Heartworm Resistance Update September 2011

There’s more than one resistant heartworm isolate.


In “Time to Step It Up” (WDJ July 2011), we described one small study that showed only Advantage Multi was 100 percent effective against the MP3 strain of resistant heartworms after a single dose. The report was true as far as it went, but new points have emerged that make this a more complex story and one for which we do not have all the answers yet.

The MP3 heartworm strain was isolated from a dog in Georgia in 2006 and kept in the laboratory for study, but has apparently not been found outside the lab since. More recently, studies have identified additional heartworm isolates with “reduced susceptibility” (the term researchers prefer to “resistance”) in the lab to heartworm preventives. These strains were taken from dogs in the Mississippi Valley region who developed heartworm infections despite being on monthly preventives. Unpublished laboratory studies show that none of the existing heartworm preventive medications, including Advantage Multi, were 100 percent effective against these isolates.

Record extracts

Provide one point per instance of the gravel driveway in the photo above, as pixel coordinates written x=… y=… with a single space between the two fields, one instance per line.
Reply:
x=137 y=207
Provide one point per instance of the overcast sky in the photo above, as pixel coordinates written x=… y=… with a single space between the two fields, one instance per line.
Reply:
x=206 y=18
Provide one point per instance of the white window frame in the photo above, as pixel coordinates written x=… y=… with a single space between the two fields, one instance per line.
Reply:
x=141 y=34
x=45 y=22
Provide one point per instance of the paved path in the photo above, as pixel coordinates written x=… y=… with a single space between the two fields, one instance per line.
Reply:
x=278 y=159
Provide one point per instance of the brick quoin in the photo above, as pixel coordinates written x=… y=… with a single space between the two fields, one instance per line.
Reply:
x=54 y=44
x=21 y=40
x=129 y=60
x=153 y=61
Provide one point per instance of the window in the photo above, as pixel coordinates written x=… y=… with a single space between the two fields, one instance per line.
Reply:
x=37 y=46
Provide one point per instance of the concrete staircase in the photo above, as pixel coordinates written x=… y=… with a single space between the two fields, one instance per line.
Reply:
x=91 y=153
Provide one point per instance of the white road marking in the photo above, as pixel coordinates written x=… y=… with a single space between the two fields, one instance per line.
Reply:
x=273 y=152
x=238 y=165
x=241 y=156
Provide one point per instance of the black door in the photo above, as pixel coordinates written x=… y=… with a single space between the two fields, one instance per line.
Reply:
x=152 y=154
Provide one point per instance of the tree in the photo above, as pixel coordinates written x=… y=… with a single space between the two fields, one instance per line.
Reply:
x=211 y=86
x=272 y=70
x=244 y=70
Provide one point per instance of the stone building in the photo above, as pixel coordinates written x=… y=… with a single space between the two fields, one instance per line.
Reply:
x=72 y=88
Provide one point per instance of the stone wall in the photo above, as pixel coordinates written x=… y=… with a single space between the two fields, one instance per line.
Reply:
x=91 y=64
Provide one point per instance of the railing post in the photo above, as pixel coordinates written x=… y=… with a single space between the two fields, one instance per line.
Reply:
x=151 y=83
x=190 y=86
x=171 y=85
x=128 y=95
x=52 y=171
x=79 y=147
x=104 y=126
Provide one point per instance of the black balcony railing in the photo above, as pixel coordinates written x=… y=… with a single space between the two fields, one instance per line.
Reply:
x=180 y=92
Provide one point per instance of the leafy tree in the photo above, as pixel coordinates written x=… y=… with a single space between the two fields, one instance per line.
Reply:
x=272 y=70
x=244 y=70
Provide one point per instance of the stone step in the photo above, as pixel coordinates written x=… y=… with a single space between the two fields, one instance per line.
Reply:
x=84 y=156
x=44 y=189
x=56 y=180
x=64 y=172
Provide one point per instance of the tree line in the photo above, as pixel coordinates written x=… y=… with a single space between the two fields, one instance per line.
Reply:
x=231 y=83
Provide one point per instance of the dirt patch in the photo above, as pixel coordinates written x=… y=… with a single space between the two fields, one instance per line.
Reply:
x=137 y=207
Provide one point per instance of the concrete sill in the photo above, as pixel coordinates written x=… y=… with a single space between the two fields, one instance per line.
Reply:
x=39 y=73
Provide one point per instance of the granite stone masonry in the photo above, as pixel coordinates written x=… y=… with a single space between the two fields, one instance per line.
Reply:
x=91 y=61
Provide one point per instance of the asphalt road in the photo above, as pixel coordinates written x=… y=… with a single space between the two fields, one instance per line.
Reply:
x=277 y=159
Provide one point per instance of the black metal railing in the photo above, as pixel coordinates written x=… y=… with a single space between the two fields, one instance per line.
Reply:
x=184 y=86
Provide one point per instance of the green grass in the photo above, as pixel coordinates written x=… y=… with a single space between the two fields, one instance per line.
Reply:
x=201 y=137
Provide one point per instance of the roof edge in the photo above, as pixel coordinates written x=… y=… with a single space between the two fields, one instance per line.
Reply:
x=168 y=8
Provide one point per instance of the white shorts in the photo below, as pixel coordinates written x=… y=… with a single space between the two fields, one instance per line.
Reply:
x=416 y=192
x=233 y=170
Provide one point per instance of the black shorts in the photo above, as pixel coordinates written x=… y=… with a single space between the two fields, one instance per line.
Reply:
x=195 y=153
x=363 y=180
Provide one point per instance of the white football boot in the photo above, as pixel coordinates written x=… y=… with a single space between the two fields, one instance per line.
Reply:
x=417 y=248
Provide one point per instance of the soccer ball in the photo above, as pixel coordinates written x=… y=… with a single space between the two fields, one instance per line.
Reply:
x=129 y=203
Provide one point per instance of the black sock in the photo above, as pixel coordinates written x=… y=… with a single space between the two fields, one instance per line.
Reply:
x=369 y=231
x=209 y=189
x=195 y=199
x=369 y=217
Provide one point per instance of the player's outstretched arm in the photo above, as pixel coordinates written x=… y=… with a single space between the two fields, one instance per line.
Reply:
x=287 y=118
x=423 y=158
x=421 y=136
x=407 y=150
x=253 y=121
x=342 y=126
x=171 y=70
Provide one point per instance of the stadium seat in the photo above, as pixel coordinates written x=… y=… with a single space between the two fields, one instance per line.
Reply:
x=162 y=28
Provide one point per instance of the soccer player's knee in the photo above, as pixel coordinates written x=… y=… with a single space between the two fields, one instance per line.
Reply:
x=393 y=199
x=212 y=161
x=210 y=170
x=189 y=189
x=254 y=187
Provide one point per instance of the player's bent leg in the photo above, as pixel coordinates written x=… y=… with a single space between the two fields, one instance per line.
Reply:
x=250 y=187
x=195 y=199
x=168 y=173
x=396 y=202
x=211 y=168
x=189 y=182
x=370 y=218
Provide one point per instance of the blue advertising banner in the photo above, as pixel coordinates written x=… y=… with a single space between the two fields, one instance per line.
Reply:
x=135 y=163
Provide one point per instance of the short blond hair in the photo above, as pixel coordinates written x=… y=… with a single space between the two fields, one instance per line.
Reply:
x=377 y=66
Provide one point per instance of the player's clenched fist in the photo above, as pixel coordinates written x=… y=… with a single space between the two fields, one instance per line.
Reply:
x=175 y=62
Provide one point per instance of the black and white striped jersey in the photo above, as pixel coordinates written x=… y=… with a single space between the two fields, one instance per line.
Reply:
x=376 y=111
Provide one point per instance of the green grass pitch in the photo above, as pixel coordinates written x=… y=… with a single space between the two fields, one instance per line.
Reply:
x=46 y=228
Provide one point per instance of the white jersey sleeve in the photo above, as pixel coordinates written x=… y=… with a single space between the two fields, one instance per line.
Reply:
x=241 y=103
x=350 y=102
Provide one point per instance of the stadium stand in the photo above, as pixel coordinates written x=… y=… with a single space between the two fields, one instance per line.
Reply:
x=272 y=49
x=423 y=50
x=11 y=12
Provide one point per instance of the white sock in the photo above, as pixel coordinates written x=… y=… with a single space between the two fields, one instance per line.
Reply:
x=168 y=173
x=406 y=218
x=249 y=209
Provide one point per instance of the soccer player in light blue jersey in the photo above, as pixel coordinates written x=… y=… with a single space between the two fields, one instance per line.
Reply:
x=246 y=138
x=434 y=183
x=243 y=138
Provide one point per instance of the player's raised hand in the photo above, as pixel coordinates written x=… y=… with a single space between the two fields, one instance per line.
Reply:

To do
a) Please copy a passage from the heartworm update word for word, starting at "The MP3 heartworm" and stopping after "against these isolates.".
b) For each statement below, mark yes or no depending on whether the heartworm update supports it, and quote the text's deciding words exactly.
(i) The MP3 strain was isolated from a dog in Georgia in 2006.
(ii) Researchers prefer the term "resistance" to "reduced susceptibility."
(iii) Advantage Multi was 100 percent effective against the isolates taken from dogs in the Mississippi Valley region.

Task solutions
a)
The MP3 heartworm strain was isolated from a dog in Georgia in 2006 and kept in the laboratory for study, but has apparently not been found outside the lab since. More recently, studies have identified additional heartworm isolates with “reduced susceptibility” (the term researchers prefer to “resistance”) in the lab to heartworm preventives. These strains were taken from dogs in the Mississippi Valley region who developed heartworm infections despite being on monthly preventives. Unpublished laboratory studies show that none of the existing heartworm preventive medications, including Advantage Multi, were 100 percent effective against these isolates.

b)
(i) Yes: "The MP3 heartworm strain was isolated from a dog in Georgia in 2006"
(ii) No: "“reduced susceptibility” (the term researchers prefer to “resistance”)"
(iii) No: "none of the existing heartworm preventive medications, including Advantage Multi, were 100 percent effective against these isolates"